The request —
Copy out the lines below, replacing every "Coordinates" with "Points" and leaving everything else untouched.

Data provided —
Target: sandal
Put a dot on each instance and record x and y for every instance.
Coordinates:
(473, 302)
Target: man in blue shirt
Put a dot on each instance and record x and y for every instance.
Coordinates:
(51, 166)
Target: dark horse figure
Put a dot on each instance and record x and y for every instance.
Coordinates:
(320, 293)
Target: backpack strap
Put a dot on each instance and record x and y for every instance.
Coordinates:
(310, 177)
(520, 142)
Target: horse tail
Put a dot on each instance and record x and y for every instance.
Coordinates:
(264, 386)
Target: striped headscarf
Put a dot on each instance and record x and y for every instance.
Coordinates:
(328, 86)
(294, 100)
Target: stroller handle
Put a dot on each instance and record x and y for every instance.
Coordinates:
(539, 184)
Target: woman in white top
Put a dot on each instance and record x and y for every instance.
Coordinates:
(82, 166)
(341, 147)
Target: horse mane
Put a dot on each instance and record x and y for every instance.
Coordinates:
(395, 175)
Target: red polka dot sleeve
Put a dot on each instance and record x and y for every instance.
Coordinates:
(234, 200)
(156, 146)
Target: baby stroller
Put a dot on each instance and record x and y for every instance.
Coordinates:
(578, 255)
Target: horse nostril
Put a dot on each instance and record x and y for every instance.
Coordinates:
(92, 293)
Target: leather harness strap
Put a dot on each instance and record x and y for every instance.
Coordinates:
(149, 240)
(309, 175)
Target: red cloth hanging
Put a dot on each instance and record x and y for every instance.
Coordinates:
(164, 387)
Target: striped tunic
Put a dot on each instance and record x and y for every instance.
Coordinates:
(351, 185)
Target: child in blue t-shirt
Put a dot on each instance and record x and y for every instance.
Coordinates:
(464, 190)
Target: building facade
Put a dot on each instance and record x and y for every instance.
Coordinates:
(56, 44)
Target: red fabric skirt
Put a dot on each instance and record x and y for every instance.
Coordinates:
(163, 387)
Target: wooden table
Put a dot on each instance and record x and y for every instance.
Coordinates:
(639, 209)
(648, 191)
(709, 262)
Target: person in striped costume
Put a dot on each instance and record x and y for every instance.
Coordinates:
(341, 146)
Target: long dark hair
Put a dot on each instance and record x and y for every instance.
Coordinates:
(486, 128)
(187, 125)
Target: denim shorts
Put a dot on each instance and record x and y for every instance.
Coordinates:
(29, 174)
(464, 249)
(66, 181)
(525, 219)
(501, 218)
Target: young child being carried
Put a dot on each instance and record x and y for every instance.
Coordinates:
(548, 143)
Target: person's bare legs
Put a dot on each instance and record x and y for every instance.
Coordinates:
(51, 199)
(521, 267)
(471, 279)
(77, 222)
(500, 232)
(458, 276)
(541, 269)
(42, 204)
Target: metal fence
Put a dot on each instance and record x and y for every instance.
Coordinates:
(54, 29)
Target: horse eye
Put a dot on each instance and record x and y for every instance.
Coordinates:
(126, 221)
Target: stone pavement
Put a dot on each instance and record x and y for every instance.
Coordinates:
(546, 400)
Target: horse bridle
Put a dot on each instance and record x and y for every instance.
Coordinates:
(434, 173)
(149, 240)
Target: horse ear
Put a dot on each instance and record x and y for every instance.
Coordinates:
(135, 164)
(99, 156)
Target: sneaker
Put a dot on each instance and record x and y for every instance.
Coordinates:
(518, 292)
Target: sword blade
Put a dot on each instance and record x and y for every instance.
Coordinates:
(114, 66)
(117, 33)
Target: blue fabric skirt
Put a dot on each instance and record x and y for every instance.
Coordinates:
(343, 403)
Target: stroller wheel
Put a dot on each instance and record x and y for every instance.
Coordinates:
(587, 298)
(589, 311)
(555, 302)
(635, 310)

Correct response —
Target: sandal
Put a dot on each instance and record x and y for every instance.
Points:
(473, 302)
Target: man in blue shirt
Put a dot on each instance and record x and y for every instance.
Points:
(51, 166)
Target: dark horse figure
Put a dot on each instance and record x and y for every instance.
Points:
(320, 293)
Target: backpack strap
Put a dot on each instance and record x and y for every instance.
Points:
(310, 177)
(520, 142)
Target: horse tail
Put a dot on each instance and record x and y for every instance.
Points:
(264, 386)
Target: striped headscarf
Put a dot on each instance and record x and y for every instance.
Points:
(328, 86)
(294, 100)
Target: stroller handle
Put a dot on each instance and record x and y for every instance.
Points:
(539, 184)
Target: woman in white top
Put a dot on each instance and record x and y for every instance.
Points:
(82, 166)
(341, 147)
Target: horse mane
Put a dot on each instance and record x and y for every instance.
Points:
(395, 175)
Target: red polka dot sleeve
Put a dot on each instance and record x and y for every instance.
Points:
(234, 200)
(156, 146)
Target: baby stroller
Put a dot on each instance and record x and y for every instance.
Points:
(578, 255)
Target: horse nostril
Put a dot on each instance and record x and y for every instance.
Points:
(92, 293)
Target: leather harness strap
Put a dot on each instance and record x and y for every instance.
Points:
(149, 240)
(309, 175)
Target: red cloth hanging
Put a dot on each instance and record x and y for every instance.
Points:
(164, 387)
Target: striped tunic
Put a dot on each instance and record x and y for every instance.
Points:
(351, 185)
Target: child in blue t-shirt
Put a dot on each instance and record x and y for every instance.
Points:
(464, 190)
Target: building facade
Put a dot on each instance and record x and y for every instance.
Points:
(56, 44)
Target: red fabric skirt
Put a dot on each instance and record x and y for every instance.
Points:
(163, 387)
Target: wooden table
Put a dot on each instance and record x and y for every instance.
Points:
(639, 209)
(648, 191)
(709, 262)
Target: person in striped costume
Put a dot on each instance and record x and y for every instance.
Points:
(341, 146)
Target: long dark hair
Put a dot on each instance and record x and y for every instance.
Points:
(486, 128)
(187, 125)
Target: denim shorts
Put a dot on each instance and record x and y for every instance.
Points:
(29, 174)
(464, 249)
(66, 181)
(525, 219)
(501, 218)
Target: young child being carried
Put a dot on each instance and record x and y for every instance.
Points:
(548, 143)
Target: person's bare legs
Put a dot on each instance and record x and y for every instance.
Points:
(51, 199)
(521, 267)
(471, 279)
(77, 222)
(500, 232)
(458, 276)
(541, 269)
(42, 204)
Target: metal fence
Put a dot on each instance and record x and y for every instance.
Points:
(54, 29)
Target: horse eye
Put a dot on each instance and record x and y for every instance.
Points:
(126, 221)
Target: stone pavement
Put a dot on each instance and record x and y for every instance.
Points:
(546, 400)
Target: horse bridle
Put a dot on each instance and record x and y for every instance.
Points:
(434, 173)
(149, 240)
Target: horse ear
Put a dot on each instance and record x and y for every instance.
Points:
(135, 164)
(99, 156)
Target: sneaker
Put a dot on each instance and record x and y for every instance.
Points:
(518, 292)
Target: sword blade
Put a dot on each instance and record x and y for every instance.
Points:
(114, 66)
(117, 33)
Target: blue fabric skirt
Put a dot on each instance and record x and y for every instance.
Points:
(343, 403)
Target: stroller wheel
Put a dot on each instance and record x and y for every instance.
Points:
(587, 298)
(589, 311)
(555, 302)
(635, 310)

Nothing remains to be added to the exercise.